**STATED EXERCISE A:** Print the part of the forum post on translating an Old Norse passage that begins at the words "At 7:36:46 PM" and stops after "of my house-servants.", reproducing it character for character.

For a section that started out so easily, this one was
pretty awful!
At 7:36:46 PM on Monday, August 30, 2010, rob13567 wrote:
> Hann segir: "Litla ráðagerð hefi eg stofnað en gjarna
> vildi eg að annað væri oftar að tala en um dráp húskarla
> minna."
> He says: "I have established little plan(ning) but I would
> willingly that the next were more often to speak that
> about (the) slaughter of my house-servants.
If you read Z's entire entry for <stofna>, you'll see that
there's specific mention of <stofna ráðagerð> 'to form a
plan'.
> He says, "I have made little (by way of) a plan but would
> gladly that were other(wise) more often to speak of than
> concerning slaying of my servants."

**STATED EXERCISE B:** Pick out every row below that contains the string "green", treating uppercase and lowercase as different.

**Data listing:**
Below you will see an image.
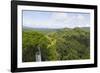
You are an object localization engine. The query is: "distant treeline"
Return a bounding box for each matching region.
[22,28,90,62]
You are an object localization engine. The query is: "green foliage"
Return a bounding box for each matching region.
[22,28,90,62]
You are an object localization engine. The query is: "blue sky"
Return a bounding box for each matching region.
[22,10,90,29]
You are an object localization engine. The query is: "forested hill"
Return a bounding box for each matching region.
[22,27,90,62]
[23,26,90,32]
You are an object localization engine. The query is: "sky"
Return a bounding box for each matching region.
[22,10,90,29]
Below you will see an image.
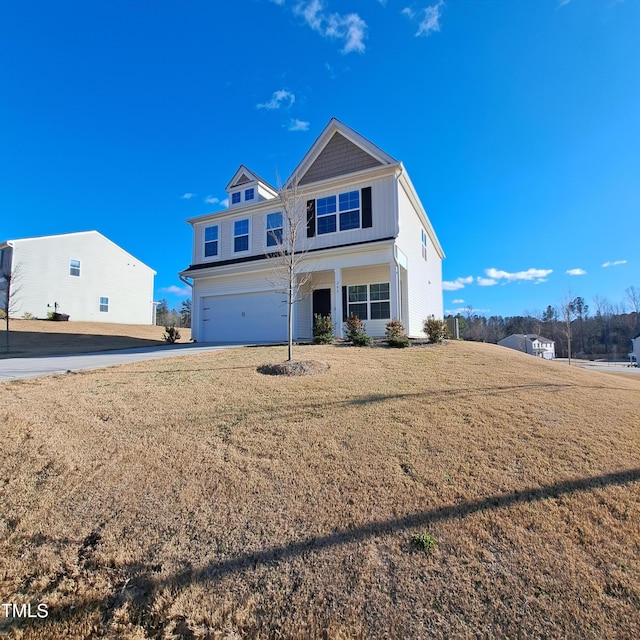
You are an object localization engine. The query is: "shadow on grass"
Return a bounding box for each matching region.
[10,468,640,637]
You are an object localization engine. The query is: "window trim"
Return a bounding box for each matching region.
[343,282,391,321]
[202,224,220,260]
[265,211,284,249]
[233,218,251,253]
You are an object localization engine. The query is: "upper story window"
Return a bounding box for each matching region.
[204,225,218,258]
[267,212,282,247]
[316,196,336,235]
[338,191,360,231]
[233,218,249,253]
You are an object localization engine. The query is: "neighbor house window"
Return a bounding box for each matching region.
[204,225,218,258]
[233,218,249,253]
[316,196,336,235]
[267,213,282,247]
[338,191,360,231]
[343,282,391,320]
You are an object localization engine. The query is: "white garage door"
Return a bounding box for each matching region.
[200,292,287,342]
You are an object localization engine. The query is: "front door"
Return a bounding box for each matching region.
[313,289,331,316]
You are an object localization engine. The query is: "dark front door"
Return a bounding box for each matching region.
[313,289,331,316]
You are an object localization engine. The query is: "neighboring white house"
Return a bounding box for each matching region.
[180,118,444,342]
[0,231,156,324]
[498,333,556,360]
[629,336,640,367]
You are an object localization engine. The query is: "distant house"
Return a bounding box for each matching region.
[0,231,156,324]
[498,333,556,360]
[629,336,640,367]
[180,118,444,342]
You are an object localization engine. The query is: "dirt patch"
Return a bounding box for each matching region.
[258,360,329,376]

--

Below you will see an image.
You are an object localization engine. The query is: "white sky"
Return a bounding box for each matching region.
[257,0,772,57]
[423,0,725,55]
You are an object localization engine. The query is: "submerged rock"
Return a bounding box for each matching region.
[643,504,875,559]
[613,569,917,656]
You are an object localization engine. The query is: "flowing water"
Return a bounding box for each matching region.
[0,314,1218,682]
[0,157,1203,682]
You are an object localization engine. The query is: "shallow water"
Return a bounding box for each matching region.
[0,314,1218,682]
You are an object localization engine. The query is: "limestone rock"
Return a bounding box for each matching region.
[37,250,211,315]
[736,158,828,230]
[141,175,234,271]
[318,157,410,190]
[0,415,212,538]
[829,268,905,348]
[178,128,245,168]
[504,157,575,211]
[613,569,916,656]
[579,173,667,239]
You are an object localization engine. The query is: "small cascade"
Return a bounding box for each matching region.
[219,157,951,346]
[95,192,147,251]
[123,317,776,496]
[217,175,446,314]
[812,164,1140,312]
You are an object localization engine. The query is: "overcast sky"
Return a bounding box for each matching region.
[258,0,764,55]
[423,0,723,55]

---

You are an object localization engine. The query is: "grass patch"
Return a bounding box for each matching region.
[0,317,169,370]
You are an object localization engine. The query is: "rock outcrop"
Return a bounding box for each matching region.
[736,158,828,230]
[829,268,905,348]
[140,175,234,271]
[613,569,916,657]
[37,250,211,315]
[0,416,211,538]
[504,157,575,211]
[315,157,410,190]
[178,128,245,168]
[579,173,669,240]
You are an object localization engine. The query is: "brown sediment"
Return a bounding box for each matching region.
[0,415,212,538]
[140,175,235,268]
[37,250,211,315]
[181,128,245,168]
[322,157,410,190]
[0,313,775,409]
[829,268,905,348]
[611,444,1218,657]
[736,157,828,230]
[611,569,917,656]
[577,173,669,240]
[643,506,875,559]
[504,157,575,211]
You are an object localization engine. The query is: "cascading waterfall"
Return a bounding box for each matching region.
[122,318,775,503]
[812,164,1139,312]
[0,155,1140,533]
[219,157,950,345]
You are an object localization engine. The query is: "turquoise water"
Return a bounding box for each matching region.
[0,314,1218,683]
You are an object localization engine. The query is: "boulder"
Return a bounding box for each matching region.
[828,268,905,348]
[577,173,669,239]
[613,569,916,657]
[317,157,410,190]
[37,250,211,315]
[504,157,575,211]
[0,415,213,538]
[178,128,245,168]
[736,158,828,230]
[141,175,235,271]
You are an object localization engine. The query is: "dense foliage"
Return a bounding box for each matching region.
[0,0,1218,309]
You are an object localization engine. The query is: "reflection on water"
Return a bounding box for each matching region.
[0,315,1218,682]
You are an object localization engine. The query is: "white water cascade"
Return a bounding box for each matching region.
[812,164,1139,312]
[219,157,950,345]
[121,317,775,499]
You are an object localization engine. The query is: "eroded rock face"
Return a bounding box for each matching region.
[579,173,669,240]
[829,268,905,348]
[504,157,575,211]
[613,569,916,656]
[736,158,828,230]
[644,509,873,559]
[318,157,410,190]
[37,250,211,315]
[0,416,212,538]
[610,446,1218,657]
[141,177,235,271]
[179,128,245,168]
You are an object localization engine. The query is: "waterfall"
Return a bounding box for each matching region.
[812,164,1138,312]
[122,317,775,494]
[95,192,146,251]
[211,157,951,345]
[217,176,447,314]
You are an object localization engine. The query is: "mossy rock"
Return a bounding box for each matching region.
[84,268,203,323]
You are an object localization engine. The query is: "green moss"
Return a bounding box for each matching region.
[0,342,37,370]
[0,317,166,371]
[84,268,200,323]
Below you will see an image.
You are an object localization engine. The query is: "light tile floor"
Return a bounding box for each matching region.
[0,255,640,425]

**FINISHED ANSWER A:**
At 7:36:46 PM on Monday, August 30, 2010, rob13567 wrote:
> Hann segir: "Litla ráðagerð hefi eg stofnað en gjarna
> vildi eg að annað væri oftar að tala en um dráp húskarla
> minna."
> He says: "I have established little plan(ning) but I would
> willingly that the next were more often to speak that
> about (the) slaughter of my house-servants.

**FINISHED ANSWER B:**
You are an object localization engine. The query is: "green foliage"
You are an object localization engine. The query is: "green moss"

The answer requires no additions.